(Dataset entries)

+-------+

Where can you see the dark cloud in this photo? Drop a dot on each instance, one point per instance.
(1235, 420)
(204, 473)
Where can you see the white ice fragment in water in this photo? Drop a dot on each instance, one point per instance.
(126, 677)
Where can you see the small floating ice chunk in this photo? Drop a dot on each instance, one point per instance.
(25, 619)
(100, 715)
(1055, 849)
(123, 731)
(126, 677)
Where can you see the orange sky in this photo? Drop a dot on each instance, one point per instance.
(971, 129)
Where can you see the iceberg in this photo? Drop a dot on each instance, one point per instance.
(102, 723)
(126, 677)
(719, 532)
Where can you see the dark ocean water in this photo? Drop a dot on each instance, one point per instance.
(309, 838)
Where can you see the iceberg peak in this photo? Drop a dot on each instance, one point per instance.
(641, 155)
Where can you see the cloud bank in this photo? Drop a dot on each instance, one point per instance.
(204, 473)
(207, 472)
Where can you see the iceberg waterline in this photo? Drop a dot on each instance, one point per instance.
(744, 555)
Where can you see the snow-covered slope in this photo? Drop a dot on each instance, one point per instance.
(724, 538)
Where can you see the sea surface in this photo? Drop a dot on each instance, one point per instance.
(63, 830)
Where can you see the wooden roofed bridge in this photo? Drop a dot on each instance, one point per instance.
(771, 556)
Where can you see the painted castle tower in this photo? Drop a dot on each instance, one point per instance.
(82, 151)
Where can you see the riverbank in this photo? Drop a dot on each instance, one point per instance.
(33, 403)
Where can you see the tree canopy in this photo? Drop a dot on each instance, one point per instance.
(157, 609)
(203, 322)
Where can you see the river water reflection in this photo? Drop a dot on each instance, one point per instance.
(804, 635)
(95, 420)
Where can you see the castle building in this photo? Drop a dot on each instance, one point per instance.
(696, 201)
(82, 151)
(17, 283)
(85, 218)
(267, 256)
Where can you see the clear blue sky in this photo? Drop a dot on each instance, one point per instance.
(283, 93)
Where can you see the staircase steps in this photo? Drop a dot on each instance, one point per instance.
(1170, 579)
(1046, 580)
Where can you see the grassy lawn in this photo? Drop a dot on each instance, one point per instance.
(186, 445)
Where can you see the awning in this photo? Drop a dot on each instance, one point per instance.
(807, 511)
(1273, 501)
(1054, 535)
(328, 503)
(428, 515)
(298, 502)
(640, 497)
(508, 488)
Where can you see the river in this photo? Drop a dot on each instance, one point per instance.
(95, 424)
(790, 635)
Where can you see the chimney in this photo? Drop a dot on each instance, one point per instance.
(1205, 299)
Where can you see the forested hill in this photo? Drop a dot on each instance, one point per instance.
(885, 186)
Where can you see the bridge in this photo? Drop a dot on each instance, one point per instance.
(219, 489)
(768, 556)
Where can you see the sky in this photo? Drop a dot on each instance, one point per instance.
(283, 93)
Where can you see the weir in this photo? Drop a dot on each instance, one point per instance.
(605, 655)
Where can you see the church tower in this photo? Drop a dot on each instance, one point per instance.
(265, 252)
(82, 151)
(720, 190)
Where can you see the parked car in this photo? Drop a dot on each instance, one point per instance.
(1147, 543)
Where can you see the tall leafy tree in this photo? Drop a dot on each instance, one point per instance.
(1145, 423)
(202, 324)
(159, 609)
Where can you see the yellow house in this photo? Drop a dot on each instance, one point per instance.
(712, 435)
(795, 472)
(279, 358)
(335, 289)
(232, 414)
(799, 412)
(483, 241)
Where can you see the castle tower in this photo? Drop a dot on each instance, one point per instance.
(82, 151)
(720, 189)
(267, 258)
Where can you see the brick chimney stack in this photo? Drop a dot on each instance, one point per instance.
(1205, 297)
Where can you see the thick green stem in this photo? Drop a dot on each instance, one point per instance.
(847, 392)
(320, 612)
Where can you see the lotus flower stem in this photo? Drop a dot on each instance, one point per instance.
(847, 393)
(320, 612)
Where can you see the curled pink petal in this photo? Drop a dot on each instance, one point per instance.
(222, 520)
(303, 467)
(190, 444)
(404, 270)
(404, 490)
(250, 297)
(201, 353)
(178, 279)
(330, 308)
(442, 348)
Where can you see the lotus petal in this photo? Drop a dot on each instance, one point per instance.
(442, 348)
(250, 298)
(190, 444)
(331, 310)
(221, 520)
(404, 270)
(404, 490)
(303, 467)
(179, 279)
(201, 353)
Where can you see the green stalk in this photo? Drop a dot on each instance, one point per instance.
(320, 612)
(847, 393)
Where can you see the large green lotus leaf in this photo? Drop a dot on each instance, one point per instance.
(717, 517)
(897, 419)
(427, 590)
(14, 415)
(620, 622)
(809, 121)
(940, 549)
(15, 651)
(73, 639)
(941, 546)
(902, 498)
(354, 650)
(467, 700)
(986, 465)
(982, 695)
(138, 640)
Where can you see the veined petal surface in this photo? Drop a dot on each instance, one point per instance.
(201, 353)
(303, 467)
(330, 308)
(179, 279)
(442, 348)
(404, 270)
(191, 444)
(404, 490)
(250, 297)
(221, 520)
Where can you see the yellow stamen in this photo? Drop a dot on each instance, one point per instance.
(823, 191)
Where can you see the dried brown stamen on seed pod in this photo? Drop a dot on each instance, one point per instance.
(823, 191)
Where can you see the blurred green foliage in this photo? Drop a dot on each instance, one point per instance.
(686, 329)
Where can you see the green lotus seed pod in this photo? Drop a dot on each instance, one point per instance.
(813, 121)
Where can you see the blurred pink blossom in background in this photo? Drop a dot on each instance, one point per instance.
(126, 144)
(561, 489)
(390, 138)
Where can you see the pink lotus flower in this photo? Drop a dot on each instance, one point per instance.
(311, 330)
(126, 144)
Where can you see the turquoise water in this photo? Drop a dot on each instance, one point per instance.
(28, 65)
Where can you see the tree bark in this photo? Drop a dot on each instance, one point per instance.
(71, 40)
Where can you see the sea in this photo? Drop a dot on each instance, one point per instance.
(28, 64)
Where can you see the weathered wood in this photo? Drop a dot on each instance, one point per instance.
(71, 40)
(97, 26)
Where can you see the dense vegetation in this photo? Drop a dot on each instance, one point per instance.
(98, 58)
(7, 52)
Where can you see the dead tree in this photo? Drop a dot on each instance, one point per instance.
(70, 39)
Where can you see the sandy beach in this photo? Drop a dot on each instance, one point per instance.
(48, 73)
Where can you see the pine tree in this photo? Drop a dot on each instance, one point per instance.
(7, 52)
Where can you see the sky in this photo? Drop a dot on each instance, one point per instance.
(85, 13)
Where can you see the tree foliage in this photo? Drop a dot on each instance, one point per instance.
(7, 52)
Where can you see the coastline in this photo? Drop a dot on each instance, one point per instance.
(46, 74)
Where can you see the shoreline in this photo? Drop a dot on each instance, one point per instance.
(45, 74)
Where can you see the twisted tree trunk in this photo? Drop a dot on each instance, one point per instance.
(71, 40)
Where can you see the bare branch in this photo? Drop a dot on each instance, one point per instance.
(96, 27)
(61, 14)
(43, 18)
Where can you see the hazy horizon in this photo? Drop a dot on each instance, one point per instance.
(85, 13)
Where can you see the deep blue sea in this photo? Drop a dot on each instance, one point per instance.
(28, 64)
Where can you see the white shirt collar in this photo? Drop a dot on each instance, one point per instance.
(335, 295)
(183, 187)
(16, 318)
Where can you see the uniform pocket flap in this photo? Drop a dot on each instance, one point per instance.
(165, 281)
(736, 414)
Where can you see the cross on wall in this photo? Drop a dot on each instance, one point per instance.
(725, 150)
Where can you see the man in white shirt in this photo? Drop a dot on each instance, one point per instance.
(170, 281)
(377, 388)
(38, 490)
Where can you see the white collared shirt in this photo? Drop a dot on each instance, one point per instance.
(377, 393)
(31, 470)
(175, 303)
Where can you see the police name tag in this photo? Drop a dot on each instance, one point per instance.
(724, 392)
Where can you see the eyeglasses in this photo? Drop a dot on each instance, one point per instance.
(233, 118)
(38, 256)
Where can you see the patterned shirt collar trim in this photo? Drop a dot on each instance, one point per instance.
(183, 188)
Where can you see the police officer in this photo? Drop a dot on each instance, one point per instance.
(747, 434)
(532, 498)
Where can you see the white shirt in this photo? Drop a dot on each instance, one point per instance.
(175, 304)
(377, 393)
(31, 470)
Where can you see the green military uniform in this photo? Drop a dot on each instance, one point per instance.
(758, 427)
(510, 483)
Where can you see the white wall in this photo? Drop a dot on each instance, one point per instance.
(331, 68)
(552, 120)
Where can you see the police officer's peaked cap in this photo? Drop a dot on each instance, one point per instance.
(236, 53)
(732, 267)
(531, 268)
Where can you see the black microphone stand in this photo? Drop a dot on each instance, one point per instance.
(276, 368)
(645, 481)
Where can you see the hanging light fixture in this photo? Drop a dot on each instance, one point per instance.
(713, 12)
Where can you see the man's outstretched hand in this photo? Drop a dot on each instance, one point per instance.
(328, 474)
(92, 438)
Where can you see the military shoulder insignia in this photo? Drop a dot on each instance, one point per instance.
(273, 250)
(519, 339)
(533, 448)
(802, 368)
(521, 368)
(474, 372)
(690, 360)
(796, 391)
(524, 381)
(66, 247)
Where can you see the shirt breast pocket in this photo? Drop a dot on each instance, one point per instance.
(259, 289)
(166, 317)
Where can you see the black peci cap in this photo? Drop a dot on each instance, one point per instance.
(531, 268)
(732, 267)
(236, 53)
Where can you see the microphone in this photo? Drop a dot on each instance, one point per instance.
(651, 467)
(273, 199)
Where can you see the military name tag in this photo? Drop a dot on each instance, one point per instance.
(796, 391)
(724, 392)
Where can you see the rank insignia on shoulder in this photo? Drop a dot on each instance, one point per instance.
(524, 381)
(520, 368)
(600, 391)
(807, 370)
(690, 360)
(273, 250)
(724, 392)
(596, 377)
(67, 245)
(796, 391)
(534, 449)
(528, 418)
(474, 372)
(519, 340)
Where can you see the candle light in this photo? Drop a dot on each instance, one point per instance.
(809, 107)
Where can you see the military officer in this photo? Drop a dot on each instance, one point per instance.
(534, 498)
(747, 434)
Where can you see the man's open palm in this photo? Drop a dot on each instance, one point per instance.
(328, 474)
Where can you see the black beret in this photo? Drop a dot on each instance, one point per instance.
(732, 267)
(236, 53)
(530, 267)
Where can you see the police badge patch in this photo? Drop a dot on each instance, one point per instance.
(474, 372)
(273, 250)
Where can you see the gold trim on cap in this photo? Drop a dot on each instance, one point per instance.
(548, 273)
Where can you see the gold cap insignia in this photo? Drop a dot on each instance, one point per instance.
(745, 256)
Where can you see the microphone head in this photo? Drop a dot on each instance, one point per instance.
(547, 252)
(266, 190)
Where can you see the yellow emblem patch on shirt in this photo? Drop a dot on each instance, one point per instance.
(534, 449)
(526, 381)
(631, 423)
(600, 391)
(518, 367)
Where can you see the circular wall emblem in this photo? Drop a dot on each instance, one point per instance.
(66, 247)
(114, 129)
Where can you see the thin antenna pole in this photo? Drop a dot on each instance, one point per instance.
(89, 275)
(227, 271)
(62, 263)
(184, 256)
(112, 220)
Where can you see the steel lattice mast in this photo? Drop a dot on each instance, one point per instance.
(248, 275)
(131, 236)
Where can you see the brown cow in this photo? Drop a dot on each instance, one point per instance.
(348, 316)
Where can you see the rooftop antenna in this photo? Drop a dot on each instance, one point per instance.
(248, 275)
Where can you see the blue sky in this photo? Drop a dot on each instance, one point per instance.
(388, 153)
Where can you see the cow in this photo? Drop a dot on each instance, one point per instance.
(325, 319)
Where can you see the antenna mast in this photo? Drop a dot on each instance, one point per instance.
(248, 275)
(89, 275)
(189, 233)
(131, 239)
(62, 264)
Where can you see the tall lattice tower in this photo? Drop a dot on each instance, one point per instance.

+-------+

* Activity: Each line from the one holding "Where can you see the thin" through the last line of the data is to be transcribed exactly, with nothing else added.

* Result of this task:
Where can you see the thin antenna pole in this photo? Drop a dot on each instance, one point per instance.
(89, 275)
(227, 271)
(62, 263)
(184, 256)
(112, 220)
Where can you see the steel lattice mast in this photo? Drop a dot on each instance, one point per instance.
(248, 275)
(131, 236)
Where can you see the brown cow in this photo? Drop a dot on each instance, one point per instance.
(348, 316)
Where can you see the rooftop antenna in this photo? Drop a dot on each instance, one point per instance.
(248, 275)
Where can you see the blue sky in this photo? Drop a dot on each instance, one point per instance.
(388, 153)
Where can you see the cow in this photo? Drop a dot on each instance, one point per instance.
(325, 319)
Where can you see the antenna mast in this photo? Drop a dot on each instance, one point per instance.
(248, 275)
(89, 275)
(189, 233)
(131, 239)
(62, 264)
Where can you see the tall lattice tower in this photo? Drop a dot on each instance, one point per instance.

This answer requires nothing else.